— DESCRIÇÃO DO PROBLEMA —
Retome o texto sobre o amor e a contemplação nos Diálogos de Hebreu e prossiga-o a partir da última frase apresentada.

━━ BLOCO DE TEXTO ━━

Hebreu conclui este Diálogo com uma concepção do amor como espírito vivificante que penetra todo o mundo, como um laço que une todo o universo
O Terceiro Diálogo trata da origem do Amor e introduz-se com o tema da Contemplação. Esta é representada com uma forte carga platónica, representada como um momento interior, comparada ao sono e ao abandono do corpo. Tal como no Fedro, Hebreu lembra que os bem aventurados são aqueles que estão destinados à graça da contemplação da beleza divina, por via do êxtase e do adormecimento dos sentidos: "No sonho o espírito não se desliga inteiramente dos sentidos, mas no êxtase, reunindo todas as potências da alma, isola-se, concentra-se em si próprio e converte-se com o objeto da contemplação."
Tal como em toda a narrativa platónica, o Sol é a metáfora escolhida para simbolizar o intelecto divino. Assim a suprema beleza reside no intelecto de Deus que é inacessível. Há uma rejeição do conhecimento sensível e matérico que leva Hebreu a defender que o supremo e redentor conhecimento humano reside unicamente no entendimento abstracto, próprio da ciência divina e só nesta ascensão cognitiva pode residir a felicidade. A questão que podemos colocar a respeito deste fim último do humano é: se este acesso a Deus se dá de forma intelectual, mística ou amorosa? Segundo Joaquim de Carvalho, Hebreu teve o mérito de conciliar duas correntes especulativas: a do misticismo, que vê a união do homem a Deus através do coração e do amor, e a do Conhecimento entendido como ascensão racional, como contemplação directa da divindade.

━━━
━━ ENTRADAS EM BRUTO ━━

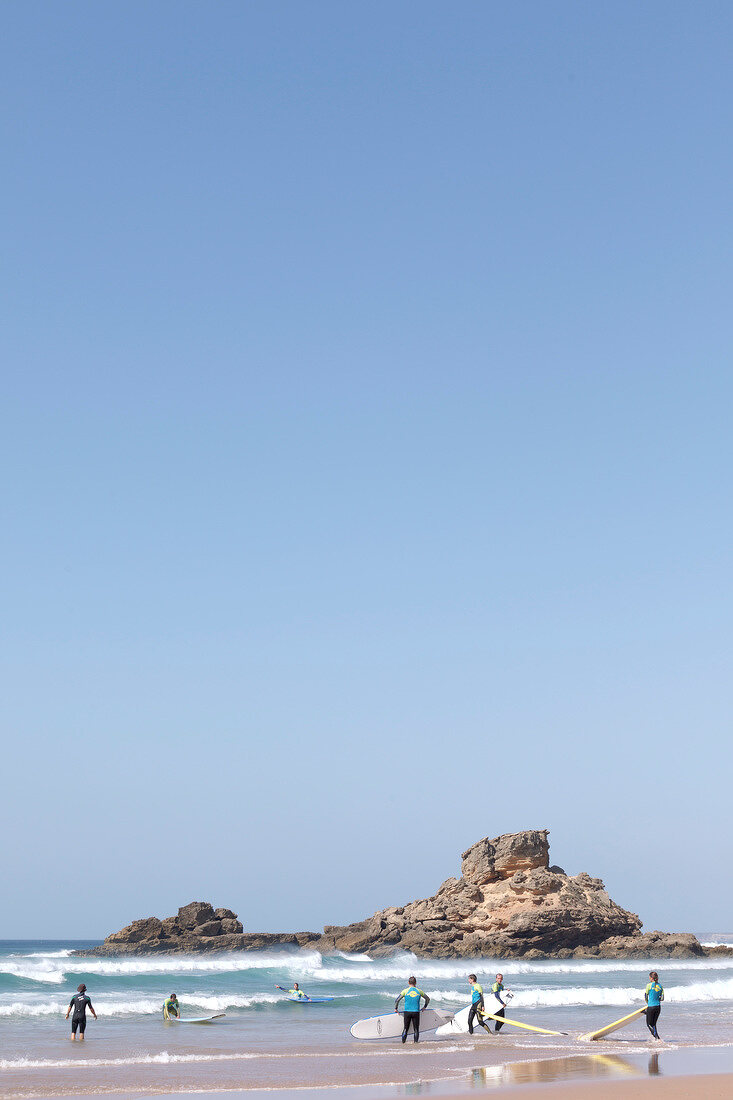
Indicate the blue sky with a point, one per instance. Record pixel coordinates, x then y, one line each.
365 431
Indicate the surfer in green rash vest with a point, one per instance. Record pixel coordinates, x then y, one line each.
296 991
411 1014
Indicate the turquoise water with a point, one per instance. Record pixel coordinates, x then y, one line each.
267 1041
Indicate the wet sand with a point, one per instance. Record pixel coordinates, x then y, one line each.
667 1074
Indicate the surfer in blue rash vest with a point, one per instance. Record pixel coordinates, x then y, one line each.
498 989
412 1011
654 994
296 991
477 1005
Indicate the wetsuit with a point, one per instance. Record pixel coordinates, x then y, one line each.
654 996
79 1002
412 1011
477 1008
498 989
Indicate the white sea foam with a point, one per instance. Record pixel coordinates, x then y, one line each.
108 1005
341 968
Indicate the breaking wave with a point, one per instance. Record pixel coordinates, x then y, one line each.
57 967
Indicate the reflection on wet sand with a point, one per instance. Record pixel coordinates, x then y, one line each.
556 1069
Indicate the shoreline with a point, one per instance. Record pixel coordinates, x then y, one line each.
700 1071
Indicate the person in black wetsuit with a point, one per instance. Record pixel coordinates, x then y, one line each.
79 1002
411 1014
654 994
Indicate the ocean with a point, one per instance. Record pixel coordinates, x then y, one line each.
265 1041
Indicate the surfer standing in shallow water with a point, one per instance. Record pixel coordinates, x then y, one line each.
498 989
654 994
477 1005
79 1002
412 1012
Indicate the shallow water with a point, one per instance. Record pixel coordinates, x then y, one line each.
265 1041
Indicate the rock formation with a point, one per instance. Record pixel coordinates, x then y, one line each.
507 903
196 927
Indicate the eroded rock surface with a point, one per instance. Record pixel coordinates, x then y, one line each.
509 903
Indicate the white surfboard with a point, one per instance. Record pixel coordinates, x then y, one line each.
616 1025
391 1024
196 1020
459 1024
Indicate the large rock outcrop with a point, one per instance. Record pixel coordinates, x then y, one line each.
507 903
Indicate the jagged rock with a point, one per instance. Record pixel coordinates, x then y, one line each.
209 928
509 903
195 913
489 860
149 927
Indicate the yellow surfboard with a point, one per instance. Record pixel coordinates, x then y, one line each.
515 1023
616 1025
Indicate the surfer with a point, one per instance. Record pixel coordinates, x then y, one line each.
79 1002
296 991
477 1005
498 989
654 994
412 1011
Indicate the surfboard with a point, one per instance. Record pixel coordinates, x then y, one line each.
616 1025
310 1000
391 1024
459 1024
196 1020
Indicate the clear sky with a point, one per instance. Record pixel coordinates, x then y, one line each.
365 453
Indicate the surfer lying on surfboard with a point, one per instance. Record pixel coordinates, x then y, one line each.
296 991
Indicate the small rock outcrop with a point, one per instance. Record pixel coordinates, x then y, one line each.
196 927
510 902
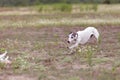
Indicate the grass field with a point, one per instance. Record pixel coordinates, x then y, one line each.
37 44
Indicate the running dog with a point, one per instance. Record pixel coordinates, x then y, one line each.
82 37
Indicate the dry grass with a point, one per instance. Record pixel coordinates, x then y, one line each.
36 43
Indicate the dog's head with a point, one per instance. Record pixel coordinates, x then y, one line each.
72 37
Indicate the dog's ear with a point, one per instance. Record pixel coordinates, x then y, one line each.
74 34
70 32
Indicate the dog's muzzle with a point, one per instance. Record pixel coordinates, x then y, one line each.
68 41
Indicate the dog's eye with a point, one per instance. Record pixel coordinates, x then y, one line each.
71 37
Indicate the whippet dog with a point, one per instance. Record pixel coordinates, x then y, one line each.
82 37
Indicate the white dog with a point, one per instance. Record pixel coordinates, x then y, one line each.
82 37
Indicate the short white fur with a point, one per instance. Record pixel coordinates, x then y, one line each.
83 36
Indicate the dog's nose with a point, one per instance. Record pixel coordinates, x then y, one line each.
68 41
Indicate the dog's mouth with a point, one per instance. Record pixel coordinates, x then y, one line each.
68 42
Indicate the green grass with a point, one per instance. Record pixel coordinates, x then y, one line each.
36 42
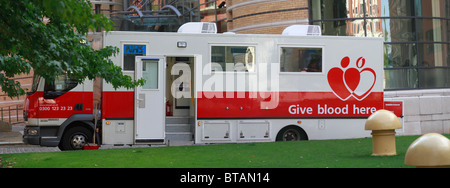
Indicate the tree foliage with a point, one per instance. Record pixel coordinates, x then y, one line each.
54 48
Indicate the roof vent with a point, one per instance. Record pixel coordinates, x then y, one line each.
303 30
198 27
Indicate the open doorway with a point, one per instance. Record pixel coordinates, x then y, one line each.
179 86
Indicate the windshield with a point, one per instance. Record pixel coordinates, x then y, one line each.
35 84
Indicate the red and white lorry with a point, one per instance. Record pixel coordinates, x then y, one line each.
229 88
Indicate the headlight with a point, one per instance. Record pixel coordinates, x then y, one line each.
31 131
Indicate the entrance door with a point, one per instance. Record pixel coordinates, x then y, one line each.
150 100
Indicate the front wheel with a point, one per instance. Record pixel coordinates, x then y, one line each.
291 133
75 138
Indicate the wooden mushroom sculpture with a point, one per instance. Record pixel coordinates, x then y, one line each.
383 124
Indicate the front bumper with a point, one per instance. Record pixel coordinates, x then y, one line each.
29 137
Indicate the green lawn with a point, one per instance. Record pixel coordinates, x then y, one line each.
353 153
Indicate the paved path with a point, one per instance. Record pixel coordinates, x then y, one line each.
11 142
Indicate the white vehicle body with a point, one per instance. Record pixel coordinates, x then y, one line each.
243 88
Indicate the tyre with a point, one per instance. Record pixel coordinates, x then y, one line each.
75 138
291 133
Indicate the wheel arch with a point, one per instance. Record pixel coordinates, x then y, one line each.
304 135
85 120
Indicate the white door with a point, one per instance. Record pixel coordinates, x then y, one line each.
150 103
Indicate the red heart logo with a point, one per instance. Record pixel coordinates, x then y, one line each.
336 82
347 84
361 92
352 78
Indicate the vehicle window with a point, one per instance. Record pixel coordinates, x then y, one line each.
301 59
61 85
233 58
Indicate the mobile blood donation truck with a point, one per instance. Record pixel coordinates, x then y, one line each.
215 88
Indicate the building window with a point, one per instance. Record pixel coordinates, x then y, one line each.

━━━

— EM RESPOSTA —
"Para uns, diz, a beatitude está em amar Deus, porque o conhecimento é um estádio preliminar e necessário do amor, e o deleite uma ação voluntária e não intelectual. Outros, porém, encontram-na no conhecimento divino, porque o conhecimento é a mais elevada e espiritual potência do espírito; (…) Leão Hebreu concilia e funde estas duas radicais atitudes. Para ele a beatitude não está nem no simples ato cognoscitivo de Deus, nem no amor que deste conhecimento resulta, mas «no ato copulativo da íntima e unida cognição divina, que é a suma perfeição do intelecto criado»."
Assim, podemos concluir que na acepção neoplatónica de Leão de Hebreu, o conhecimento humano surge com uma função escatológica e a contemplação divina é como o seu fim último. O amor é depois de analisadas as suas várias dimensões, percepcionado como uma experiência mística e redentora que proporciona o regresso do homem a Deus. O amor na sua dimensão superior é puramente intelectual, e assim se compreende a importância e a função sagrada e escatológica que o conhecimento tem na filosofia de Leão de Hebreu. O conhecimento humano apesar das limitações próprias da sua finitude, é caracterizado por um desejo insaciável de chegar ao último degrau do saber. O conhecimento humano deseja por natureza aperfeiçoar-se e chegar à verdade, à plenitude. O supremo amor, que conduz diretamente à beatitude, é a união contemplativa da nossa inteligência com Deus, pois é o princípio, meio e fim da sabedoria e das ações virtuosas.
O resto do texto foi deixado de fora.